----- PASSAGE TO READ -----

Brokerage unit posts third quarter trading decline but still delivers pretax profit.

UBS AG has put a cost on its brokerage’s bet on Puerto Rico — $41 million.

In its third-quarter earnings report released Tuesday, UBS said it took a $20 million trading loss and $21 million in credit losses connected to loans that were backed by Puerto Rican municipal securities and “related funds.”

The trading loss reflects provisions UBS made to continue providing liquidity to clients in that U.S. territory’s bonds as they declined in value, according to UBS spokesman Gregg Rosenberg. Mr. Rosenberg said the company also made lending facilities backed by Puerto Rican debt available to its wealth management clients, and the credit losses reflect the diminished value of that collateral.

“In our view this is a market issue and not a UBS issue,” Mr. Rosenberg said.

A UBS unit, UBS Financial Services Inc. of Puerto Rico, is the subject of arbitration by investors who say they were sold highly leveraged closed-end funds by the unit’s registered representatives and brokers but then took major losses.

The UBS Puerto Rico family of funds consists of 14 closed-end funds sold exclusively through reps and brokers with UBS Financial Services Inc. of Puerto Rico. According to marketing materials, UBS had sold more than $10 billion of the closed-end funds through the end of 2012.

(Don’t miss: UBS Puerto Rico funds plummet )

Overall, trading income at UBS Wealth Management Americas dropped nearly 23% in the period to $94 million, but the brokerage nonetheless delivered to its Swiss parent a $218 million pretax profit. Net income was down 11% from the second quarter, but up 32% from the third quarter of last year, driven by interest, fees and commissions on client balances lifted by strong market performance.

Client balances at the wealth management firm now stand at $969 billion, including $2.1 billion in new assets from clients, lower than the $2.8 billion in the second quarter because recruited advisers brought smaller books of business, UBS said.

The nation’s fourth-largest brokerage increased adviser head count by 38 in the quarter to 7,137, and joined competitors Morgan Stanley Wealth Management and Bank of America Merrill Lynch in claiming historically low attrition rates.

-----

#### [PROBLEM]
Reproduce the portion of the UBS earnings article starting at "(Don’t miss: UBS" and ending at "business, UBS said.", but change "strong market performance" to "rising equity markets".

----- DATA LISTING -----

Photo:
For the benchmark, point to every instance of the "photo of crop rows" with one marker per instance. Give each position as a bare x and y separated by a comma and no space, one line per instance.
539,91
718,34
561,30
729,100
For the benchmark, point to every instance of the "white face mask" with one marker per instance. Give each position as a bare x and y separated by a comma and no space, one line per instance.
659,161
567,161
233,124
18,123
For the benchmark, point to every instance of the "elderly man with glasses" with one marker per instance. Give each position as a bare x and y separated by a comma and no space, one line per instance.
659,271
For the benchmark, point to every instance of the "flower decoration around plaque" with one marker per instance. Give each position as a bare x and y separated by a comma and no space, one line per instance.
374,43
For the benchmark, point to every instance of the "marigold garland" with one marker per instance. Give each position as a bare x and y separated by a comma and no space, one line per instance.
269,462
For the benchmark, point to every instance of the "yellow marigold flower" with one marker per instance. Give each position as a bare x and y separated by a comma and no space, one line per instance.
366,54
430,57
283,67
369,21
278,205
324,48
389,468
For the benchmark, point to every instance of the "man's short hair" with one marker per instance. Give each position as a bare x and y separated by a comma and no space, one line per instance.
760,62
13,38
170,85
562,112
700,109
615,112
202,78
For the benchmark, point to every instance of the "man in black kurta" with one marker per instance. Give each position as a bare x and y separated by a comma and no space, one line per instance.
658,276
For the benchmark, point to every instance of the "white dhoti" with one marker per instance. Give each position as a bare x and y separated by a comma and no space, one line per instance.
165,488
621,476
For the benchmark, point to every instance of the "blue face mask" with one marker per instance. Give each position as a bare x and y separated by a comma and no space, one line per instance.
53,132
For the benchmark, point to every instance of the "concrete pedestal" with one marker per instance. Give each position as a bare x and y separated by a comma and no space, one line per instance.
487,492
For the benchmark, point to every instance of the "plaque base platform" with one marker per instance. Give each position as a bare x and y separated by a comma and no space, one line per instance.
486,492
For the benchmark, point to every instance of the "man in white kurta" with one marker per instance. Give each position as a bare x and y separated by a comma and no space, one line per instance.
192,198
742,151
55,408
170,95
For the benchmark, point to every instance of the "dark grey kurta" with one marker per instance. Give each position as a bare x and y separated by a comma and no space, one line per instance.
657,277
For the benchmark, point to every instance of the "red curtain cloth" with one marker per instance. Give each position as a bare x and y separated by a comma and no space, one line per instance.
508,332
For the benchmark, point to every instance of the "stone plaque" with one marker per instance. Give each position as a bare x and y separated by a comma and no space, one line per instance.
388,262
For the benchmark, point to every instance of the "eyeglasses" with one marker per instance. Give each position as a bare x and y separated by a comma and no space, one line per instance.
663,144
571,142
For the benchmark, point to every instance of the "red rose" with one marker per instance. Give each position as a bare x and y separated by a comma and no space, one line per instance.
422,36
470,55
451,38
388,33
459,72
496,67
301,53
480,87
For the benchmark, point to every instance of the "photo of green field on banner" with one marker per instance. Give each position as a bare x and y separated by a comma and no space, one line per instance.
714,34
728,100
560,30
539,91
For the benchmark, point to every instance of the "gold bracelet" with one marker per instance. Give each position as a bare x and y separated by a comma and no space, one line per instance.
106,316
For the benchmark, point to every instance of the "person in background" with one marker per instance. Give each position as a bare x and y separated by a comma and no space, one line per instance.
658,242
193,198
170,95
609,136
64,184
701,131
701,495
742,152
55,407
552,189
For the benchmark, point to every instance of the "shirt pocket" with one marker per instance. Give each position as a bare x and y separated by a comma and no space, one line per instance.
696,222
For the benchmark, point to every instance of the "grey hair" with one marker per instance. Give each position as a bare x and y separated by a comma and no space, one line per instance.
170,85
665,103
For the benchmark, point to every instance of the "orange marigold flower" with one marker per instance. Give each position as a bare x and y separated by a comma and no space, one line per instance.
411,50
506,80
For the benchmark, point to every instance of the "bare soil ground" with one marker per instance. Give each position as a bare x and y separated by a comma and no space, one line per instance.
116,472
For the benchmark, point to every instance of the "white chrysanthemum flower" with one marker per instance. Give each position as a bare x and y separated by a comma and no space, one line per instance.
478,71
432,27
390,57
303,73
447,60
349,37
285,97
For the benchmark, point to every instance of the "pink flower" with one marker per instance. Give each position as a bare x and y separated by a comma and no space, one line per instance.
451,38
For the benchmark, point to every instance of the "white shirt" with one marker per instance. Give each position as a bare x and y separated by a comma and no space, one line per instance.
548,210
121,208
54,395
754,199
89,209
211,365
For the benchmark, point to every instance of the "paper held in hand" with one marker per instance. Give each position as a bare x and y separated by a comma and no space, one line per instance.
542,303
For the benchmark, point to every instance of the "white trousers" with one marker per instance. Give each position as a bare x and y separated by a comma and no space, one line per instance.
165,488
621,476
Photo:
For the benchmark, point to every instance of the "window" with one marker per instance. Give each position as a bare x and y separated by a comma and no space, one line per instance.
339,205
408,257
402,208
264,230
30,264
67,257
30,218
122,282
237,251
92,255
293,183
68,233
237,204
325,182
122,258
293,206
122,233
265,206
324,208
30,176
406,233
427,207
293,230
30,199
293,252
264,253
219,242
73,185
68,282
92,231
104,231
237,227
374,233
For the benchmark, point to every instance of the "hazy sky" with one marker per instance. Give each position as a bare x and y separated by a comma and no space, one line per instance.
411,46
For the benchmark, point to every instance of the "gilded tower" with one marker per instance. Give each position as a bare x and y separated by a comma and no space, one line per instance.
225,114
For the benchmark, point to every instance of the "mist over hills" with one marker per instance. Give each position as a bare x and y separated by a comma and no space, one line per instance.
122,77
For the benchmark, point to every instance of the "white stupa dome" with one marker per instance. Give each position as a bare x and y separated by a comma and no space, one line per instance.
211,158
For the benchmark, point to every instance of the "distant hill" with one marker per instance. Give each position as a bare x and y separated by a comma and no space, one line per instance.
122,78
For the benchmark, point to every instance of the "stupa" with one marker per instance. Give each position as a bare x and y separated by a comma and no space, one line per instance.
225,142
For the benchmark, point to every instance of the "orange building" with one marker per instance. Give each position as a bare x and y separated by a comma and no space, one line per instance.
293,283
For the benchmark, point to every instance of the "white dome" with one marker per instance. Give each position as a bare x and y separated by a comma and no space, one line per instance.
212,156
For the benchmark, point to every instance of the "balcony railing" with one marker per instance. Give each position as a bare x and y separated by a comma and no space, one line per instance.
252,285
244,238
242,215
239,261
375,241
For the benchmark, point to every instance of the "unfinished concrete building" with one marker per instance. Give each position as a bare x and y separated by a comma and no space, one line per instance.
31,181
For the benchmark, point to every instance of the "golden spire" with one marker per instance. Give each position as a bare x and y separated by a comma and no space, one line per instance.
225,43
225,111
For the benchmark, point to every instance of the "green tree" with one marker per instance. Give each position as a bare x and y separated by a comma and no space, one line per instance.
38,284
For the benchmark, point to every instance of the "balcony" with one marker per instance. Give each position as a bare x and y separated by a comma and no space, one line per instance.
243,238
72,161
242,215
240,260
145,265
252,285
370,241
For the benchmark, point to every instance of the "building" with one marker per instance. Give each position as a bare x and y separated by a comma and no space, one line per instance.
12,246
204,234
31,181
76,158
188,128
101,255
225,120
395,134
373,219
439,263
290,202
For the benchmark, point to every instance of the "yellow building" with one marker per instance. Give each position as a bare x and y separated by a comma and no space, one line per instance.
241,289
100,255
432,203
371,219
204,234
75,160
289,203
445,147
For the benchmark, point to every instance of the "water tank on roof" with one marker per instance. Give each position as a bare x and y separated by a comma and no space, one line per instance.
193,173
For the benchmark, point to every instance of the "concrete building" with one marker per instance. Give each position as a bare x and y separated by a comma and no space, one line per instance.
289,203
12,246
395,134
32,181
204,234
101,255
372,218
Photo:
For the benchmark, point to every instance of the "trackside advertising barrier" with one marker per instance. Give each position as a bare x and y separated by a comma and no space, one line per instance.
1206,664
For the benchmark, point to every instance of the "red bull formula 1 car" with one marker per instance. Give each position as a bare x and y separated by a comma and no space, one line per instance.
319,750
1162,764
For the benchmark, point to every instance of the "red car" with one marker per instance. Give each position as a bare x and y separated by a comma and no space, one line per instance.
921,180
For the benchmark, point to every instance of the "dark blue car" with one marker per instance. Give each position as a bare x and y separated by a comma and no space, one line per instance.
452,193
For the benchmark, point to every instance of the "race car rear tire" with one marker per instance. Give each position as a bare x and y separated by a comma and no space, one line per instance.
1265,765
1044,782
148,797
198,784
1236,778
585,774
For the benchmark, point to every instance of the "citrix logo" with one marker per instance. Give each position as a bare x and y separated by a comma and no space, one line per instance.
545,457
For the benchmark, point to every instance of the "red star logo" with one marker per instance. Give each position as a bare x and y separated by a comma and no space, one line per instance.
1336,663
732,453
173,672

-----

#### [THE REPLY]
(Don’t miss: UBS Puerto Rico funds plummet )

Overall, trading income at UBS Wealth Management Americas dropped nearly 23% in the period to $94 million, but the brokerage nonetheless delivered to its Swiss parent a $218 million pretax profit. Net income was down 11% from the second quarter, but up 32% from the third quarter of last year, driven by interest, fees and commissions on client balances lifted by rising equity markets.

Client balances at the wealth management firm now stand at $969 billion, including $2.1 billion in new assets from clients, lower than the $2.8 billion in the second quarter because recruited advisers brought smaller books of business, UBS said.